§ **EXCERPTED PASSAGE**
--------------------------------

[alt.unix.wizards] Monitoring a tty

guest@apple-gunkies.ai.mit.edu (Guest Account) (12/31/90)

Hello

I'd like to ask what the best way is to monitor a tty invisibly to
the user. Obviously cat </dev/ttyxx doesn't work, it prevents
the commands to got o the processes.
How would one do this ?

Joe

ji@ctr.columbia.edu (John Ioannidis) (01/01/91)

In article <12559@life.ai.mit.edu> guest@apple-gunkies.ai.mit.edu (Guest Account) writes:
>
>Hello
>
>I'd like to ask what the best way is to monitor a tty invisibly to
>the user. Obviously cat </dev/ttyxx doesn't work, it prevents
>the commands to got o the processes.
>How would one do this ?
>
>Joe

If the TTY is a hard-wired termnal (a rare breed these days), just tap
the cable (you'll actually need two terminals, one for tapping the
incoming, and one for tapping the outgoing signal. Where I worked a
few summers ago, we had an intruder coming over a modem, and we traced
what he did this way.

--------------------------------

§ **EXTRACTED MATERIAL**
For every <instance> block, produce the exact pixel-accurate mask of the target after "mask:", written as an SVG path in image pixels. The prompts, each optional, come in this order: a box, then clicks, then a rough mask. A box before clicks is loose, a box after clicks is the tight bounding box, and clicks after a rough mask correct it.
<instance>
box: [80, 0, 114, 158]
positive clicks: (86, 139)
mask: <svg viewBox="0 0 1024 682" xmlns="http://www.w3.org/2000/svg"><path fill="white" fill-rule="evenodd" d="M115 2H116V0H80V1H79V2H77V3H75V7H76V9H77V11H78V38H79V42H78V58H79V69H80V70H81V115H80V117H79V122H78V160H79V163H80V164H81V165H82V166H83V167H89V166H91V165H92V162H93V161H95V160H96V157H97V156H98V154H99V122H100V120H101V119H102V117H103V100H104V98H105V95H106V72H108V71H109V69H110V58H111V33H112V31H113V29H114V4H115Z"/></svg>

--------------------------------

§ **PROBLEM 1**
Using the Usenet thread on monitoring a tty, answer these:
(a) Which command does the first poster say doesn't work?
(b) On what date was John Ioannidis's reply posted?
(c) How many terminals does the reply say are needed to tap the cable of a hard-wired terminal, and what is each one for?
§ **PROBLEM 2**
Quote the Usenet thread on monitoring a tty, starting with "[alt.unix.wizards] Monitoring a" and going on through "(John Ioannidis) (01/01/91)".

§ **TASK SOLUTION 1**
(a) cat </dev/ttyxx
(b) 01/01/91
(c) Two: one taps the incoming signal and the other taps the outgoing signal.

§ **TASK SOLUTION 2**
[alt.unix.wizards] Monitoring a tty

guest@apple-gunkies.ai.mit.edu (Guest Account) (12/31/90)

Hello

I'd like to ask what the best way is to monitor a tty invisibly to
the user. Obviously cat </dev/ttyxx doesn't work, it prevents
the commands to got o the processes.
How would one do this ?

Joe

ji@ctr.columbia.edu (John Ioannidis) (01/01/91)